**Given text:**
....

However, just two weeks later, Lauren appeared to retract everything: "I'm a liar. I'm an attention seeker so desperate for attention that I go around telling wicked lies about my parents."

Mummy told the M&G: "I called her therapist to ask if there was any validity to it and I was told there was. Obviously I had to act to protect my children from that point."

Lauren's 2005 group therapist told Mummy that Lauren had confirmed her diary claims in group sessions.

However, Mummy had already signed an agreement with Ivor that the Jacobsons could control Lauren's R9-million life insurance payout as trustees for the children, if Ivor was able to recover the money.

The Insurer, MetLife, initially contested the claim due to unpaid instalments, but Ivor negotiated the release of the full amount.

....

**Dataset content:**
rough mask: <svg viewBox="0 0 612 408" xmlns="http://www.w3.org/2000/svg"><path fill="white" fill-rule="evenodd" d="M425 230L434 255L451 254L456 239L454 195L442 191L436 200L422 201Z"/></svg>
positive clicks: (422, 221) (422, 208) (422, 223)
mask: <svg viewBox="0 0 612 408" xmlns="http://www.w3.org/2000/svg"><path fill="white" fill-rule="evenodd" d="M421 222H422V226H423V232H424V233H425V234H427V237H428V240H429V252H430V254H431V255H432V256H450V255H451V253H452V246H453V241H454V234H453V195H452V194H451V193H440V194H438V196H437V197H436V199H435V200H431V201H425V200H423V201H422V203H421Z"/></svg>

....

**Work to complete:** Continue the account of Lauren's diary claims and her R9-million life insurance payout, picking up after the sentence about MetLife releasing the full amount.

**Answer to this problem:**
Mummy – newly enraged by the diary claims – launched a legal challenge which resulted in such a blizzard of litigation that, by 2008, MetLife stated to court: "MetLife cannot determine whether the proceeds are payable to Patrick, Ivor, Joan, (Susan) or (Nancy) – it has no interest in the controversy between the defendants."

Joan won the tussle as a third litigant.

Psychosexual evaluation
This week, Ivor alleged: "This entire saga – which beggars belief – is about [the Mummys'] revenge at not getting the money they wanted and which we are now safely holding in trust for the children."

Incredibly, the feud turned nastier.

Mummy's lawyers required that Ivor submit to a "psychosexual evaluation", which was supposed to include "phallo­metry assessing arousal pattern", which can involve the use of an inflatable cuff on the penis and other measures to determine a subject's sexual interest in pictures shown to him. The results were inconclusive.

Ivor said: "The three tests they used on me are used only for convicted sex felons – the indignity was appalling."

However, Benke stated that, while the evaluations were under way, Ivor asked an "attorney service" to investigate Mummy's new wife, digging up a confidential evaluation from her previous divorce.

Benke marvelled: "Although the evaluation was labelled "confidential," [Ivor's] counsel reviewed it and discovered that [Mummy's new wife] had herself been molested as a child by her stepfather."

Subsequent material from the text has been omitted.